((

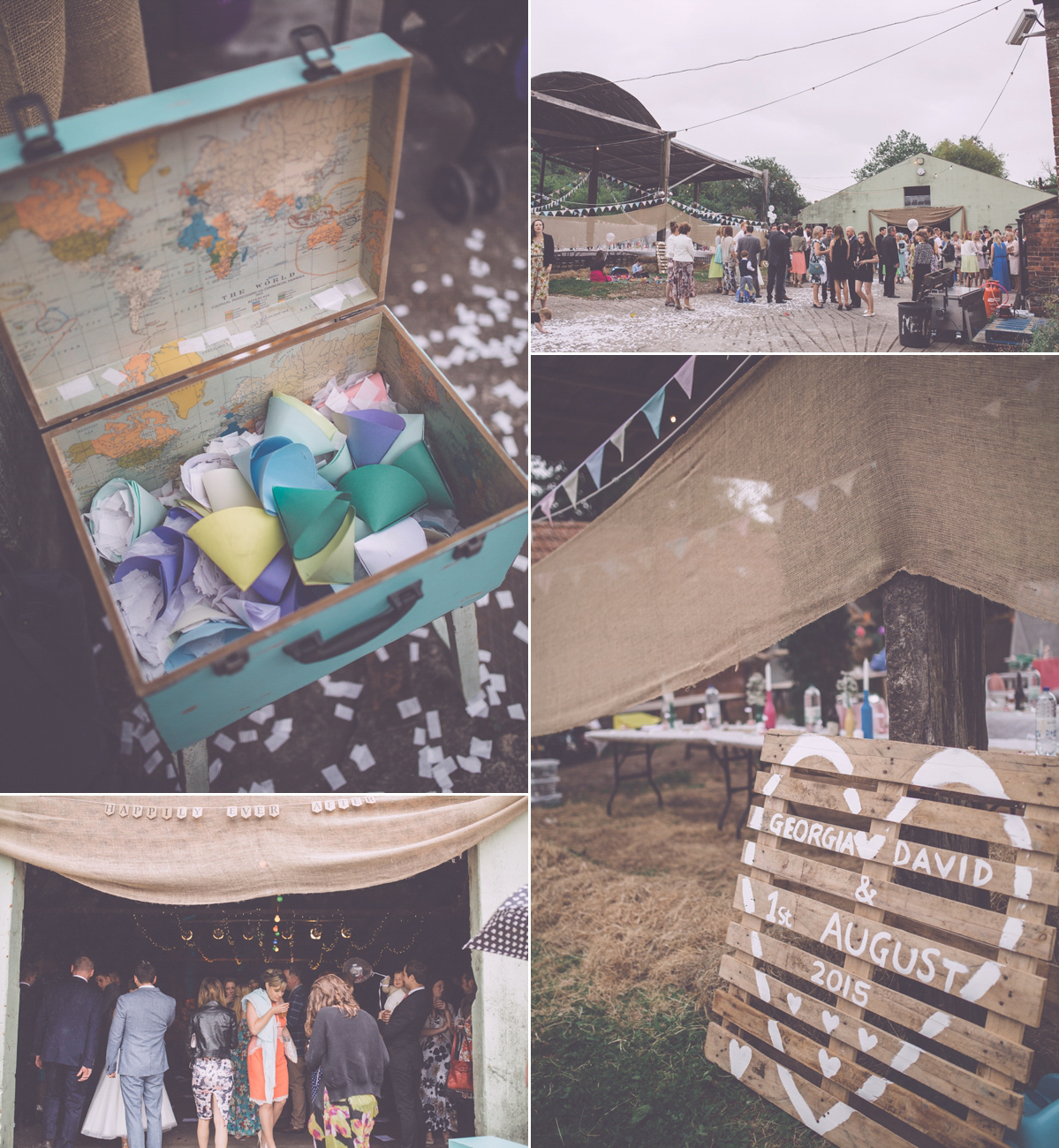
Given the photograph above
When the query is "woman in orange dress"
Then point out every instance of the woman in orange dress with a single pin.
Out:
(267, 1056)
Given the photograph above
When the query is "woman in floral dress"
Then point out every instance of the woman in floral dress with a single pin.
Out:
(243, 1120)
(541, 257)
(346, 1046)
(436, 1039)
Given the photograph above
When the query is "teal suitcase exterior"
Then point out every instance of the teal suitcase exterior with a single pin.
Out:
(107, 313)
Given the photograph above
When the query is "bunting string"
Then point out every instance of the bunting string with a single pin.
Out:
(653, 412)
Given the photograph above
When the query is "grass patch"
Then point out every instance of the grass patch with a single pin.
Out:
(635, 1075)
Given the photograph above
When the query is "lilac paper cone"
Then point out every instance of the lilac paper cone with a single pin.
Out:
(371, 434)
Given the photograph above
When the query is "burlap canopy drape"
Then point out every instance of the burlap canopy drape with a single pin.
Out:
(813, 481)
(146, 856)
(926, 217)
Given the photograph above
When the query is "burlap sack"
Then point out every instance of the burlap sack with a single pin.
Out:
(813, 481)
(77, 54)
(146, 856)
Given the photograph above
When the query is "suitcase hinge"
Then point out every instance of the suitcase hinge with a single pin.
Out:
(470, 548)
(232, 664)
(34, 147)
(314, 69)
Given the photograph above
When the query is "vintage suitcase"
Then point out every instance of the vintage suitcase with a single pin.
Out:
(132, 234)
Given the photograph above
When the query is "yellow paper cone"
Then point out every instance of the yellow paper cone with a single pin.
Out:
(241, 540)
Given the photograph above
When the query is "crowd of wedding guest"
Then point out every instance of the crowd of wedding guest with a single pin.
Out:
(840, 263)
(325, 1054)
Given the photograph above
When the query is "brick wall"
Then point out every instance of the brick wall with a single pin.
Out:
(1040, 253)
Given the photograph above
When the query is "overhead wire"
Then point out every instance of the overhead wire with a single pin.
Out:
(853, 72)
(799, 47)
(1002, 90)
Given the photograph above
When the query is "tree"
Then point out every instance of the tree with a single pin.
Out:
(1046, 179)
(745, 196)
(972, 153)
(893, 149)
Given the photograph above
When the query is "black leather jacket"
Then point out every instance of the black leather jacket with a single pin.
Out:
(211, 1033)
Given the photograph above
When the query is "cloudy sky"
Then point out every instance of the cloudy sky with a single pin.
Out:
(941, 87)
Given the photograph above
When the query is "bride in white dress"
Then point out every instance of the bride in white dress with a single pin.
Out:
(106, 1120)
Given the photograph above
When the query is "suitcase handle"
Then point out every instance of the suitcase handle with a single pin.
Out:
(314, 647)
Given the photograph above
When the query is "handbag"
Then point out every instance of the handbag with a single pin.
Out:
(459, 1071)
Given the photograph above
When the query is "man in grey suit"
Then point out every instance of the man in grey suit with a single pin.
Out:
(138, 1032)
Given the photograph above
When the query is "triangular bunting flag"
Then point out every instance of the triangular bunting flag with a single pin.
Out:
(570, 485)
(653, 410)
(684, 375)
(810, 498)
(594, 464)
(546, 504)
(618, 440)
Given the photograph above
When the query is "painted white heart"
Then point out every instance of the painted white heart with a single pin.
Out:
(868, 846)
(738, 1057)
(828, 1064)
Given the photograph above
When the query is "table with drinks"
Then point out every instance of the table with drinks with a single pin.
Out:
(727, 745)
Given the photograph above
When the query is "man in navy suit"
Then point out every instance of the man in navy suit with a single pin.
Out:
(67, 1040)
(401, 1032)
(138, 1033)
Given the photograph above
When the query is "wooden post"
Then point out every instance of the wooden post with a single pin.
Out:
(11, 892)
(935, 662)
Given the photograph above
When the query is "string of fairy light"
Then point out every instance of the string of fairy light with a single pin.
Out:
(277, 944)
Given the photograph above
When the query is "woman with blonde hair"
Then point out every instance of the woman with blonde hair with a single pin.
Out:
(211, 1034)
(818, 267)
(968, 261)
(346, 1046)
(268, 1052)
(243, 1120)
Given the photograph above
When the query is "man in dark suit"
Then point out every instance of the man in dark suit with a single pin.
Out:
(67, 1040)
(401, 1032)
(890, 257)
(778, 253)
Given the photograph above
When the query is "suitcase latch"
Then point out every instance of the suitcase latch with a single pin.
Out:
(231, 664)
(34, 147)
(470, 548)
(314, 69)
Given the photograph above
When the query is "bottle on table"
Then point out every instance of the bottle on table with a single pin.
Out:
(712, 707)
(813, 710)
(1048, 734)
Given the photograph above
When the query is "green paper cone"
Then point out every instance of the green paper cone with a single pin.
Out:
(382, 495)
(309, 517)
(419, 463)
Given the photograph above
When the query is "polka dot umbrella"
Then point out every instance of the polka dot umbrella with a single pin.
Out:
(507, 933)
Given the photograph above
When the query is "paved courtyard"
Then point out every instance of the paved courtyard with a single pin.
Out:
(642, 322)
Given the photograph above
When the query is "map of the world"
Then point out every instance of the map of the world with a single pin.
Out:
(136, 263)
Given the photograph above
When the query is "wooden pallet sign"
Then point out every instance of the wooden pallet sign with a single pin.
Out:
(890, 945)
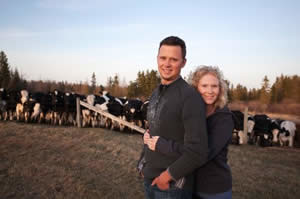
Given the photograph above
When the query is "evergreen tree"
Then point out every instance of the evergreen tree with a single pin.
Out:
(4, 71)
(16, 83)
(93, 84)
(265, 91)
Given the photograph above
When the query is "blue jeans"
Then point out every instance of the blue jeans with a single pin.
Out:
(153, 192)
(224, 195)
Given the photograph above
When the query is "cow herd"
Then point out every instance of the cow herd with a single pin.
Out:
(58, 108)
(263, 131)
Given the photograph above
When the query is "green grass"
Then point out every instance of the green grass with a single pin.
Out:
(41, 161)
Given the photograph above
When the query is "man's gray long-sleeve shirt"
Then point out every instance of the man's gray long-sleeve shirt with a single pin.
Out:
(177, 112)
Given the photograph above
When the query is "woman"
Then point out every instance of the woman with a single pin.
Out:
(213, 179)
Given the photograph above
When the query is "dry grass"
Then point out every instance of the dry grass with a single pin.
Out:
(40, 161)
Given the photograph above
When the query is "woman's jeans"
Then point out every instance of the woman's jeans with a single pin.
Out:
(153, 192)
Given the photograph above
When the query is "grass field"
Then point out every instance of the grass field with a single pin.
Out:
(40, 161)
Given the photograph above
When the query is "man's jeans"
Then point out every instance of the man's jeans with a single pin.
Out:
(224, 195)
(153, 192)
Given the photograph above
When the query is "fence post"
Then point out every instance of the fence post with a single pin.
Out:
(78, 112)
(245, 136)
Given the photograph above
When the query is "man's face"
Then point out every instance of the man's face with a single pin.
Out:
(170, 62)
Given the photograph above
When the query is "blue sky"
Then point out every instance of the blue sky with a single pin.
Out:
(68, 40)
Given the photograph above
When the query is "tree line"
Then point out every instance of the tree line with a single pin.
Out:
(284, 89)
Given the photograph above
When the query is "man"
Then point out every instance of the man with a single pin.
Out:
(176, 112)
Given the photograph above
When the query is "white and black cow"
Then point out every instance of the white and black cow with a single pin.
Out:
(286, 132)
(91, 118)
(132, 111)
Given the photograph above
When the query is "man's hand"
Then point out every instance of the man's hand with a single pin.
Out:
(150, 141)
(162, 181)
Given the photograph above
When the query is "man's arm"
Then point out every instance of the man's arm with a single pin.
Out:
(195, 139)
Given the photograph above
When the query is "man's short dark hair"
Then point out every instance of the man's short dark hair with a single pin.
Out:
(174, 41)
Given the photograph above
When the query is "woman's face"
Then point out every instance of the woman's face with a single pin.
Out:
(209, 88)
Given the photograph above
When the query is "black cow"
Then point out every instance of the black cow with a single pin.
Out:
(238, 118)
(13, 98)
(144, 110)
(57, 103)
(132, 111)
(263, 130)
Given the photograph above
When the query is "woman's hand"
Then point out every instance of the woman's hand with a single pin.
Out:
(150, 141)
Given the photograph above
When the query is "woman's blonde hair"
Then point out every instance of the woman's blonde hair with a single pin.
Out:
(214, 70)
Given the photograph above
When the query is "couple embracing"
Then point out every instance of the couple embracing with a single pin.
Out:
(190, 128)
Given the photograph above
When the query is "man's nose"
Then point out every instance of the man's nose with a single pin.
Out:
(168, 62)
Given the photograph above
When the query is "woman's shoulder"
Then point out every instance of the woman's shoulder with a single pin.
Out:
(221, 114)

))

**EXERCISE**
Extract every line of the items above that contains the string "cloudy", treating uppercase and lowercase letters as distinct.

**TASK OUTPUT**
When the query is "cloudy sky"
Then point out every instance of the cloudy sky with a single pin.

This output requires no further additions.